→ **What you have to do**: How many lines in the records below contain the word "carving"? Reply with the number alone.

"""

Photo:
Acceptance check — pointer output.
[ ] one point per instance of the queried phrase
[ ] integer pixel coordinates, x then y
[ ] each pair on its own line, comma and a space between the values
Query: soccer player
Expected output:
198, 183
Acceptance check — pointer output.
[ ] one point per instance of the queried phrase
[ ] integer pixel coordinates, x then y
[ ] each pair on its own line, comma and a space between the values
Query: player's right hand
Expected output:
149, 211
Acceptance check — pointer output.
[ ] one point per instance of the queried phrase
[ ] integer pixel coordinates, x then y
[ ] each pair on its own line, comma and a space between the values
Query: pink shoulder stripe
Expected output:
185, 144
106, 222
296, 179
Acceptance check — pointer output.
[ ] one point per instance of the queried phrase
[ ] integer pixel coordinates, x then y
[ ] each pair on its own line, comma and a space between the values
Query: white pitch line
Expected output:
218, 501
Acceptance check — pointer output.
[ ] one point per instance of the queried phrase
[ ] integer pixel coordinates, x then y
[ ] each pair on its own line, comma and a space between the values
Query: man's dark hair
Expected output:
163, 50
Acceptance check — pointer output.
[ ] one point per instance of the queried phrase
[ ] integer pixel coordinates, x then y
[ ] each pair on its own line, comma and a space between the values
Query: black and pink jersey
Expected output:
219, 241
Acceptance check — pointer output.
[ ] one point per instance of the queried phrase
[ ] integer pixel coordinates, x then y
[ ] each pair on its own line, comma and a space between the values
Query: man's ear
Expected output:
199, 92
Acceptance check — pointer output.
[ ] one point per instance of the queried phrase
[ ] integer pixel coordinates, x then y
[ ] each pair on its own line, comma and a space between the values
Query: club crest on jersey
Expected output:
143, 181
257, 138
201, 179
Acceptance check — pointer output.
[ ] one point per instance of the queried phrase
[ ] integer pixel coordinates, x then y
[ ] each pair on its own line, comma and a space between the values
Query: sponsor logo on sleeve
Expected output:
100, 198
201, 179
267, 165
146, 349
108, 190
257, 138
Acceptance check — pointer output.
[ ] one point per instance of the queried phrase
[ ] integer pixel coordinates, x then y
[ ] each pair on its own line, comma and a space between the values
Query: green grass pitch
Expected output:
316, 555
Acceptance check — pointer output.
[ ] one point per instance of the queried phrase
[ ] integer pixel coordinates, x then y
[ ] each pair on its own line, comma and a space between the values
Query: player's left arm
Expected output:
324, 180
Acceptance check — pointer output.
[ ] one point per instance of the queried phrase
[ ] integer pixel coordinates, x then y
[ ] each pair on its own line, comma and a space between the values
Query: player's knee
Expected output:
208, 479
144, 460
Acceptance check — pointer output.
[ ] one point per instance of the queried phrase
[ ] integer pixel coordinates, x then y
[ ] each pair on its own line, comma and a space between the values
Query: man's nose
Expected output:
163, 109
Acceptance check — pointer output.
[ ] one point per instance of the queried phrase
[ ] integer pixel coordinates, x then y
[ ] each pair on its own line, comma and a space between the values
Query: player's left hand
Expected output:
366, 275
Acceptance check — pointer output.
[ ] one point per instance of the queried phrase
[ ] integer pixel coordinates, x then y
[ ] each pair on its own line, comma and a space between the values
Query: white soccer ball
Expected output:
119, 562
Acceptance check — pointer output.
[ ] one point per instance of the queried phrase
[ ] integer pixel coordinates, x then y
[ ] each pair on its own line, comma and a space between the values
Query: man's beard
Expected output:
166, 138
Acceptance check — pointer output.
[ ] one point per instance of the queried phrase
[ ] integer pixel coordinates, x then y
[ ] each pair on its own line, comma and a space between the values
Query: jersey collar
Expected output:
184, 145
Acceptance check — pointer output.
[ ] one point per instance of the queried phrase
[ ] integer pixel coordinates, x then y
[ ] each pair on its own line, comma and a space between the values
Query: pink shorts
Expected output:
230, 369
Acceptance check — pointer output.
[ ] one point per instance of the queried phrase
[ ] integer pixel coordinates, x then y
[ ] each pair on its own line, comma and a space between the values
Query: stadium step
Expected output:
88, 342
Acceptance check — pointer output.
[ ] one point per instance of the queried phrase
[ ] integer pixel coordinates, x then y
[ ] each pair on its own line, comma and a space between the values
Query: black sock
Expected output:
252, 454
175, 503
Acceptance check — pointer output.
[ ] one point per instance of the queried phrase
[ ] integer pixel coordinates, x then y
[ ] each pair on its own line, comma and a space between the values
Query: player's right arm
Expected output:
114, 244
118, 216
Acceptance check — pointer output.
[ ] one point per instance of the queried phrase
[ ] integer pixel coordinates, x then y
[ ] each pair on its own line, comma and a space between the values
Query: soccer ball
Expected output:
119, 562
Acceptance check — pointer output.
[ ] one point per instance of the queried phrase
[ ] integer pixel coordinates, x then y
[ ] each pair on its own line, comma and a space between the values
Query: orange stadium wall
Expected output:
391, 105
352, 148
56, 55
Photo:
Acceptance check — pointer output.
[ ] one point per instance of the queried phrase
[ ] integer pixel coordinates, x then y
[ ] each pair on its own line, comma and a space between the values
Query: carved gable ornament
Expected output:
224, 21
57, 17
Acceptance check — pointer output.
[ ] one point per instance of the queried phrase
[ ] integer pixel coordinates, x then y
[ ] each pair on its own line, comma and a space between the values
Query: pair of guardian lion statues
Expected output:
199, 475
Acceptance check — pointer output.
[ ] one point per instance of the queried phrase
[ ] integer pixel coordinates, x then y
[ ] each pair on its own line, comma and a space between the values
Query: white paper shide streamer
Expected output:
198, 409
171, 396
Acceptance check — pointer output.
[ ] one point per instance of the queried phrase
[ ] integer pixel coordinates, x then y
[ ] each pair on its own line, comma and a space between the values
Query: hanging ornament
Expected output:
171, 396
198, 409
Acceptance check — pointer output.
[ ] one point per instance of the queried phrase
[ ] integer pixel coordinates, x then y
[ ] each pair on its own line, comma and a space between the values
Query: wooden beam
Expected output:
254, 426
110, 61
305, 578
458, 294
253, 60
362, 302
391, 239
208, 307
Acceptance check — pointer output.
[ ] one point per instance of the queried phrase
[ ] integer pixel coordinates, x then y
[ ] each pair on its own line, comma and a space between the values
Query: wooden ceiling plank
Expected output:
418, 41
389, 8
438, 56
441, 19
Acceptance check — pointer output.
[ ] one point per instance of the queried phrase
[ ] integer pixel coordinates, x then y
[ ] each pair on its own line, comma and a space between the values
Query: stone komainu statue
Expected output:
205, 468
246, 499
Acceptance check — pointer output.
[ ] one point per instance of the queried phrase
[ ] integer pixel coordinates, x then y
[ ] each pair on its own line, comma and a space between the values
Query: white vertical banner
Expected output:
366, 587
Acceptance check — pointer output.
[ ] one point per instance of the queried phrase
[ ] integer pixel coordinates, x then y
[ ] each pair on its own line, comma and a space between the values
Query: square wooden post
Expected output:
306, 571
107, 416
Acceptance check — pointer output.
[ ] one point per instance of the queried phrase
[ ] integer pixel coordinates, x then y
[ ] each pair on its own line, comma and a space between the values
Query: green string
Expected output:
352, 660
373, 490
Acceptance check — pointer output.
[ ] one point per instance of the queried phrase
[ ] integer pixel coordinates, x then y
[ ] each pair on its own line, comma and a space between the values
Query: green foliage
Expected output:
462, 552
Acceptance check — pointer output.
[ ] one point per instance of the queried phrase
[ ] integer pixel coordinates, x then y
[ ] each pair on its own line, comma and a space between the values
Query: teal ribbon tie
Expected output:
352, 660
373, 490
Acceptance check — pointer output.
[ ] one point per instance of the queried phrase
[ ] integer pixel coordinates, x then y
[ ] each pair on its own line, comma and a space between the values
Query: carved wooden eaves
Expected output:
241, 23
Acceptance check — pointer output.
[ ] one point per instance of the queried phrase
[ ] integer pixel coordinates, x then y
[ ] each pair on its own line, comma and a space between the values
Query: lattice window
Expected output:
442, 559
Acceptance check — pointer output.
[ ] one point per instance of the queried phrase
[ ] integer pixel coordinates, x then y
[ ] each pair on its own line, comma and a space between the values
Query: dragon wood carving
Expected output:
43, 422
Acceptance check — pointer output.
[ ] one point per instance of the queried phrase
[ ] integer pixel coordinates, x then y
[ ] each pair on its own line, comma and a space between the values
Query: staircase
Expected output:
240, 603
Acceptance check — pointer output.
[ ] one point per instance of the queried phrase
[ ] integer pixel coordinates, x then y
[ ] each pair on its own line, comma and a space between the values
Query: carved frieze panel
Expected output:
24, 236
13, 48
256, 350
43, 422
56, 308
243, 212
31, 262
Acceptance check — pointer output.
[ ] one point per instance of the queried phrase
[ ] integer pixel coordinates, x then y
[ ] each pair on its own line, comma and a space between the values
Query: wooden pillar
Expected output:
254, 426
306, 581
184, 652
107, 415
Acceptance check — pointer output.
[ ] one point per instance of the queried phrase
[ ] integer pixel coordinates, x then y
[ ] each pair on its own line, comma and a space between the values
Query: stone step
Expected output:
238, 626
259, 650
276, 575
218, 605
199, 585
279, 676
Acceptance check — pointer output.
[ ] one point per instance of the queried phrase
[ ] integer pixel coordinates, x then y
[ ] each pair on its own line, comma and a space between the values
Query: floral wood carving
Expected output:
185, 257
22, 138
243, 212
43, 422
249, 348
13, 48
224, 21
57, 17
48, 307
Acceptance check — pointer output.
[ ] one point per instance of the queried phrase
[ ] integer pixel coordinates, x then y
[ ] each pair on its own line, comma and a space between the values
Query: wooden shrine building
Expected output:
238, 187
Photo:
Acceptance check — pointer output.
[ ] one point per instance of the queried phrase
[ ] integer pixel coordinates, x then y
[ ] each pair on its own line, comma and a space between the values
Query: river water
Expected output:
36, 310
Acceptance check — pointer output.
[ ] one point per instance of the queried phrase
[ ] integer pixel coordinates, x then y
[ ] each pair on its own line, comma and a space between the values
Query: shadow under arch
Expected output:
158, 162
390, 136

"""

→ **The reply**: 2